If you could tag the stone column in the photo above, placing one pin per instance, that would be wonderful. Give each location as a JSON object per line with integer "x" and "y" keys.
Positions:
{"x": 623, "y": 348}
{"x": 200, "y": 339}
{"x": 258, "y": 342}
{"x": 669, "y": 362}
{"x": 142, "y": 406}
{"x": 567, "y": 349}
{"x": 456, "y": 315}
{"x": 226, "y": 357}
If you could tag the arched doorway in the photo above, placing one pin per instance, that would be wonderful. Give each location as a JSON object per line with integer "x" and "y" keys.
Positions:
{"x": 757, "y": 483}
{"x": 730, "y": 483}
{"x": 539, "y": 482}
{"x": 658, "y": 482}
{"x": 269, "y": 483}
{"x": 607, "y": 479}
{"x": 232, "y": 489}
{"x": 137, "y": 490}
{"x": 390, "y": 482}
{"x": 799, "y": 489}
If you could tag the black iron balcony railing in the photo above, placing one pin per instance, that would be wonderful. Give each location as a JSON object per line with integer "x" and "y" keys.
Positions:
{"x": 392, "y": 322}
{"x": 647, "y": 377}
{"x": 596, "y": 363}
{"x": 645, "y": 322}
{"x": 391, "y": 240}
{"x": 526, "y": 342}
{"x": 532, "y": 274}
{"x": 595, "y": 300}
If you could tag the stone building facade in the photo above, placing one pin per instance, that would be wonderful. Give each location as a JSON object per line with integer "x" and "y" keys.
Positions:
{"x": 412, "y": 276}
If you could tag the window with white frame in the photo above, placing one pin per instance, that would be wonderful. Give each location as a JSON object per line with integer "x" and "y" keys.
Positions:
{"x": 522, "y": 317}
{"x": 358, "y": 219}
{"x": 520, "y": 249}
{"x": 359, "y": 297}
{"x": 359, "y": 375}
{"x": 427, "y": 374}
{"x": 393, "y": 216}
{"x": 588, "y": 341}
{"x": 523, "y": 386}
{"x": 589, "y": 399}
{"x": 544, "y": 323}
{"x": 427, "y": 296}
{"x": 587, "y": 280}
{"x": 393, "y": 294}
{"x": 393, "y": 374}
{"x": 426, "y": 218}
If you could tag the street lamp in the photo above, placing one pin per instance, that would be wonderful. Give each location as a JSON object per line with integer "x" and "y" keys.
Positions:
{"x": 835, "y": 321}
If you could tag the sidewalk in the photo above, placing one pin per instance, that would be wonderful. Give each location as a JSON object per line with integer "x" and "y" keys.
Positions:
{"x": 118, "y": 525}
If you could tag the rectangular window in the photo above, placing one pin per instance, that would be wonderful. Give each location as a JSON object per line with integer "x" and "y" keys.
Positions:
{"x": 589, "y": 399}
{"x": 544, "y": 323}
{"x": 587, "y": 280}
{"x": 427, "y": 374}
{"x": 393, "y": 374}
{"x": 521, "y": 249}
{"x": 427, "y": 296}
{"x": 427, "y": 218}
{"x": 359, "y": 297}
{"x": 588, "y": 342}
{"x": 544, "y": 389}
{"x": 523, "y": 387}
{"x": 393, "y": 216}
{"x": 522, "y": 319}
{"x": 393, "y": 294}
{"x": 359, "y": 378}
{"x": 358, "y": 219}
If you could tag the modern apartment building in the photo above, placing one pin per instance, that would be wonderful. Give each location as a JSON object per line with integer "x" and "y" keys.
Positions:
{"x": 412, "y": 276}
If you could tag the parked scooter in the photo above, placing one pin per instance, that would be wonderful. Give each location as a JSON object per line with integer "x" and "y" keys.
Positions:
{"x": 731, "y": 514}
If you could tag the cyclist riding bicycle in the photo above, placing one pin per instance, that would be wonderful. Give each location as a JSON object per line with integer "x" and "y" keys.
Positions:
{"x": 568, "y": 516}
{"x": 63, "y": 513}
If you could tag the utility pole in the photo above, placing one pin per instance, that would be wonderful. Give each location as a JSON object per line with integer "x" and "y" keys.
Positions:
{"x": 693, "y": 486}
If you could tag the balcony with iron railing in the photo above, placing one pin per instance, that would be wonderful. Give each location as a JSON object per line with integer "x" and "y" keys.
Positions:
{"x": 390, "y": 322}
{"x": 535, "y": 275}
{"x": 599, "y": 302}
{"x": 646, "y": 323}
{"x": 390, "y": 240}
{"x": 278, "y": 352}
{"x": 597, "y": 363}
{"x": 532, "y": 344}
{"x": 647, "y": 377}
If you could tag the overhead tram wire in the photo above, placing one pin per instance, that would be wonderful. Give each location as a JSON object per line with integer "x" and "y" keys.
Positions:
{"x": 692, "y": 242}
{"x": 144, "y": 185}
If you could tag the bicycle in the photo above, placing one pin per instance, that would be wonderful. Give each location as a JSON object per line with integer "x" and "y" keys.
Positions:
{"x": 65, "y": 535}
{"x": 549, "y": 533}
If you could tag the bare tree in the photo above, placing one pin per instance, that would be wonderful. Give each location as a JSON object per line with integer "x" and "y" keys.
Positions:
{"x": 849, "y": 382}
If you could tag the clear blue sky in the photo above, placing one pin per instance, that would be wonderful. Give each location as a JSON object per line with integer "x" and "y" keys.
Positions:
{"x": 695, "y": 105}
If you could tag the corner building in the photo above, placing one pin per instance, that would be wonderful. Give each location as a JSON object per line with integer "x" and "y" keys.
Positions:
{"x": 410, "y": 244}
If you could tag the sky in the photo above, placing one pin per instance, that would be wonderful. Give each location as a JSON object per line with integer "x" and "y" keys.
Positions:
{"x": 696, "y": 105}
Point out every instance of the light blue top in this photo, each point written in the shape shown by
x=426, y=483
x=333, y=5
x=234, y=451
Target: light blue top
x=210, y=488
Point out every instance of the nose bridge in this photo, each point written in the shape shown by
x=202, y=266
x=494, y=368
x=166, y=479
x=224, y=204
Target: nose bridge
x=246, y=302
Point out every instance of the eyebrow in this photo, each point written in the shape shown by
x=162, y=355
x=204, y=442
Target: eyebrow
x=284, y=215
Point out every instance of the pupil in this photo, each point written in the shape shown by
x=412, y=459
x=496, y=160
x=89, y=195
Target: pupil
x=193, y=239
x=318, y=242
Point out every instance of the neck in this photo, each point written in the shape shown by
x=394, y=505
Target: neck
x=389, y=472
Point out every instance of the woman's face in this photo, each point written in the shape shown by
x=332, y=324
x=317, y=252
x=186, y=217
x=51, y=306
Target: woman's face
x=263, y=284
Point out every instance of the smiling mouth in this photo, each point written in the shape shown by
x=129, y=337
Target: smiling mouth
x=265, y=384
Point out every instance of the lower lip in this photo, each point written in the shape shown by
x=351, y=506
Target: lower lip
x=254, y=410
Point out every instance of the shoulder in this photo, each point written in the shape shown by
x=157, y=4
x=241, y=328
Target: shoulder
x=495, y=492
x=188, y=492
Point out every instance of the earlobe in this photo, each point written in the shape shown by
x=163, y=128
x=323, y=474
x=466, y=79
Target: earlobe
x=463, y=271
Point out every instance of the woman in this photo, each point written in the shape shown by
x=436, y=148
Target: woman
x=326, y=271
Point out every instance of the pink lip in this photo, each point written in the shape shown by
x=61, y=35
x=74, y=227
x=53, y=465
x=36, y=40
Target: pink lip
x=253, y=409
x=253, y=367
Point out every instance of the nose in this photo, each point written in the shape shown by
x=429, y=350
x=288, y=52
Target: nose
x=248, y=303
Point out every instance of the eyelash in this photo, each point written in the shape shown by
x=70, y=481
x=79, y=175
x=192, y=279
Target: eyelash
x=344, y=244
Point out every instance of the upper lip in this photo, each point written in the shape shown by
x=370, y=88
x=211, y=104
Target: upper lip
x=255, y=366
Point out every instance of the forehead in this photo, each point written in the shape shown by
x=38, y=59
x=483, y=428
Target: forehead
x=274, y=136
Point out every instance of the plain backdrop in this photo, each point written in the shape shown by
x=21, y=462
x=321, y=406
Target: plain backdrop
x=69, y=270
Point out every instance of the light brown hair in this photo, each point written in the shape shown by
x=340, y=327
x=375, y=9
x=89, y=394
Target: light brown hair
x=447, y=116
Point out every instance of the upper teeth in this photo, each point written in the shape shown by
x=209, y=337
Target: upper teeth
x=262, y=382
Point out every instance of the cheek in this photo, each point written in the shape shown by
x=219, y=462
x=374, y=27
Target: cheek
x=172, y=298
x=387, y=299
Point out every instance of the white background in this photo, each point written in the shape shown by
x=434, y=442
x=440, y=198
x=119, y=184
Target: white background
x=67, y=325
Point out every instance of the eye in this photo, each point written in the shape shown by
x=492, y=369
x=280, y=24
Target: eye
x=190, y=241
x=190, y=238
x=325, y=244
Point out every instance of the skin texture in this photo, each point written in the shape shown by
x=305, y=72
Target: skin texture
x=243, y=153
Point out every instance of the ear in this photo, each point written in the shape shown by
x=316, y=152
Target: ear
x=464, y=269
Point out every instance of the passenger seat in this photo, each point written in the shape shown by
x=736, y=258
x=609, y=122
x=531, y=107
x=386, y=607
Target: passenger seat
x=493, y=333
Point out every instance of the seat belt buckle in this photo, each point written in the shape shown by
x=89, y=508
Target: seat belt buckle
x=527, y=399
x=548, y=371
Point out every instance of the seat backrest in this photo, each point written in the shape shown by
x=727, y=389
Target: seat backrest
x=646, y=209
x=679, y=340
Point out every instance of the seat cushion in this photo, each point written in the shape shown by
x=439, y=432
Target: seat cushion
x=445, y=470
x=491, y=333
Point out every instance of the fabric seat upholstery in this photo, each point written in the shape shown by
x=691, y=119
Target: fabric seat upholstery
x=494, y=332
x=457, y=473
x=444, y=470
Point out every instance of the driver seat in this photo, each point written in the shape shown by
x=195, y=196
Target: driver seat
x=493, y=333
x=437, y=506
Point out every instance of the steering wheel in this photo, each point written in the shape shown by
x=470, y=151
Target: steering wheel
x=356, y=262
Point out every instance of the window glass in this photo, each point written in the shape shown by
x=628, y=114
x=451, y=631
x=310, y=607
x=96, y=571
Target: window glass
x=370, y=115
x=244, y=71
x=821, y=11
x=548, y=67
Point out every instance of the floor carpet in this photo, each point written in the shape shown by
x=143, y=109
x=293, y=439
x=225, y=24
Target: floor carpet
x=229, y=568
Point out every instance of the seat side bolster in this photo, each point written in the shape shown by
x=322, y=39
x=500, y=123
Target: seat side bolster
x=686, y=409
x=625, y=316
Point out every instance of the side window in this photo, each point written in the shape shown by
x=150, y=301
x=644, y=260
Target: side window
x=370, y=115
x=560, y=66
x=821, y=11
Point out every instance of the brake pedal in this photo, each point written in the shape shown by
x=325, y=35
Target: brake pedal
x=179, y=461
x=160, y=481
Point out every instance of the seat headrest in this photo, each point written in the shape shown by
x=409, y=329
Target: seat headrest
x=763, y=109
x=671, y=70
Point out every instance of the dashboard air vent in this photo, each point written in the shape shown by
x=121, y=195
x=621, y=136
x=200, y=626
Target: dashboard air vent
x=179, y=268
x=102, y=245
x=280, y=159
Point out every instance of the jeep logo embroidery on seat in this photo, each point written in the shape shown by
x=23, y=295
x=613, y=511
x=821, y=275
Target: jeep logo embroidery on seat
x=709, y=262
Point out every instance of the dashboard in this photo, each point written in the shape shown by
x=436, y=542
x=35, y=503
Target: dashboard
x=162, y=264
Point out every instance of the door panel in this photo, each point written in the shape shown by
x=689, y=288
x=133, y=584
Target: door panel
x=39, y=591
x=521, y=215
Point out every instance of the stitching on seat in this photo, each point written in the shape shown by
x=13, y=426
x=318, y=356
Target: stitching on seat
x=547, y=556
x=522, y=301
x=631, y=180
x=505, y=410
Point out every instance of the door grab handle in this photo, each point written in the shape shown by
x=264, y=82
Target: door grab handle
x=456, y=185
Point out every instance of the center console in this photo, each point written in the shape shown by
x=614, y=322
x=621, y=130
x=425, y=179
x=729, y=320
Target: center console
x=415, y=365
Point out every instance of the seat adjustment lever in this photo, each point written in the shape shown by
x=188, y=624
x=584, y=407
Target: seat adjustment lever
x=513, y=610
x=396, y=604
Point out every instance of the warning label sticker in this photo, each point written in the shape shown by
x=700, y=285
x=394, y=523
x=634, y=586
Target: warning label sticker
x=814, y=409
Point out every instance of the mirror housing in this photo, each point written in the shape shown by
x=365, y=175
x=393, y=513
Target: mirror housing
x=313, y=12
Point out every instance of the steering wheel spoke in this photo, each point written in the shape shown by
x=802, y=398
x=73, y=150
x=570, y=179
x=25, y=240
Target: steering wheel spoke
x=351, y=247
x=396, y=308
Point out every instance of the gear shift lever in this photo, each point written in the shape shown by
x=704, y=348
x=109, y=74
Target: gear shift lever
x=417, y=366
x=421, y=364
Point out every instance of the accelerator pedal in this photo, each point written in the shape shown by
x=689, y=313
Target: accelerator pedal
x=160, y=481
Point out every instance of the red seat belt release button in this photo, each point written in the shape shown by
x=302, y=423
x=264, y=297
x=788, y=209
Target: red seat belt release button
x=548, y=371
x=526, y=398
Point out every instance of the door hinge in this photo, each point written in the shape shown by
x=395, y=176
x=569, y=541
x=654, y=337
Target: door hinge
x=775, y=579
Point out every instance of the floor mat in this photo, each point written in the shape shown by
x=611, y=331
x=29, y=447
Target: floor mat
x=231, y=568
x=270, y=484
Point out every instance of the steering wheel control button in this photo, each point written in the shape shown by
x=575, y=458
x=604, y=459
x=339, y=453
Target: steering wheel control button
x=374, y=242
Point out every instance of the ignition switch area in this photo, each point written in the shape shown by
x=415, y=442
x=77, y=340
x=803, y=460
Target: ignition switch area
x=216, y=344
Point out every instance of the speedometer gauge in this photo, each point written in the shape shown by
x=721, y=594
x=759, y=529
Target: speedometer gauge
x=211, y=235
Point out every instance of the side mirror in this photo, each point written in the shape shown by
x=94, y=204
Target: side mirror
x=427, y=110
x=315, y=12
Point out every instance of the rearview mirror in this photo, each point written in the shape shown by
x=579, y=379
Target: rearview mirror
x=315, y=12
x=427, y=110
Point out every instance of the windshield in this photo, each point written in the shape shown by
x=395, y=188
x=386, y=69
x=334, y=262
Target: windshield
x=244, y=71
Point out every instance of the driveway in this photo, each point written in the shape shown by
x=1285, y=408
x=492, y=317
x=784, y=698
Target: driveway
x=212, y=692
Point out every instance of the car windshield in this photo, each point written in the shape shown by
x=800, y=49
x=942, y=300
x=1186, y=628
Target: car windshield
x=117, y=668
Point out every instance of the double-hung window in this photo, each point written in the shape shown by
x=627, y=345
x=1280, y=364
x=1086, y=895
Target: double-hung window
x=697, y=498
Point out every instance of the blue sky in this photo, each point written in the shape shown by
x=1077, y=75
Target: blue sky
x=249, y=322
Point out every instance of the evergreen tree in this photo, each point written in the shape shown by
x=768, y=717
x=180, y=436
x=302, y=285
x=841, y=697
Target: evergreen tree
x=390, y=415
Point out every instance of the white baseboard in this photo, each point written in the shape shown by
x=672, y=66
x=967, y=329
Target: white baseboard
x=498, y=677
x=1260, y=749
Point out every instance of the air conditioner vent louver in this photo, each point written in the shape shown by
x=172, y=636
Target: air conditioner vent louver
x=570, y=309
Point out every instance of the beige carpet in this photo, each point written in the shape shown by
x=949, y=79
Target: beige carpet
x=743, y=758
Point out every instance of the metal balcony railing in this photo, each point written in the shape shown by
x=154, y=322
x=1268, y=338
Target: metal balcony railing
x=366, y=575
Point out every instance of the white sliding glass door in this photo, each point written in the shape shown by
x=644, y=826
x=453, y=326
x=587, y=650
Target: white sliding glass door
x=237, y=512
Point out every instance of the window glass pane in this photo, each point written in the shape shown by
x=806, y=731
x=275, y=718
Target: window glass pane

• • • • •

Beginning with the line that contains "Point out every instance of the car", repeat every line through the end of the records and nothing more.

Response to the exercise.
Point out every instance of the car windshield in this photo, each point written in the shape shown by
x=800, y=49
x=942, y=300
x=1186, y=628
Target: car windshield
x=117, y=668
Point out every instance of the double-hung window in this photo, each point written in the shape shown by
x=627, y=345
x=1280, y=364
x=1086, y=895
Target: double-hung window
x=697, y=498
Point out every instance of the blue sky in this photo, each point written in the shape shown by
x=1077, y=75
Target: blue sky
x=249, y=322
Point out every instance of the evergreen tree in this photo, each point written in the shape shown by
x=768, y=717
x=180, y=436
x=302, y=285
x=841, y=697
Target: evergreen tree
x=390, y=415
Point out every instance of the white baseboard in this photo, each point written in the shape shown by
x=672, y=66
x=967, y=329
Target: white baseboard
x=498, y=677
x=1260, y=749
Point out every instance of the air conditioner vent louver in this photo, each point written in the shape shown by
x=172, y=636
Target: air conditioner vent louver
x=570, y=309
Point out every instance of the beige carpet in this photo, each point written in the shape shown by
x=949, y=79
Target: beige carpet
x=743, y=758
Point out every instance of the metal balcony railing in this photo, each point written in the shape shown by
x=154, y=322
x=1268, y=338
Target: metal balcony railing
x=366, y=575
Point out every instance of the white sliding glass door in this photo, each point written in the shape shown by
x=644, y=826
x=453, y=326
x=587, y=650
Target: white sliding glass door
x=237, y=512
Point out every instance of the window glass pane in this photo, each point written in the shape shown by
x=806, y=731
x=275, y=718
Target: window glass pane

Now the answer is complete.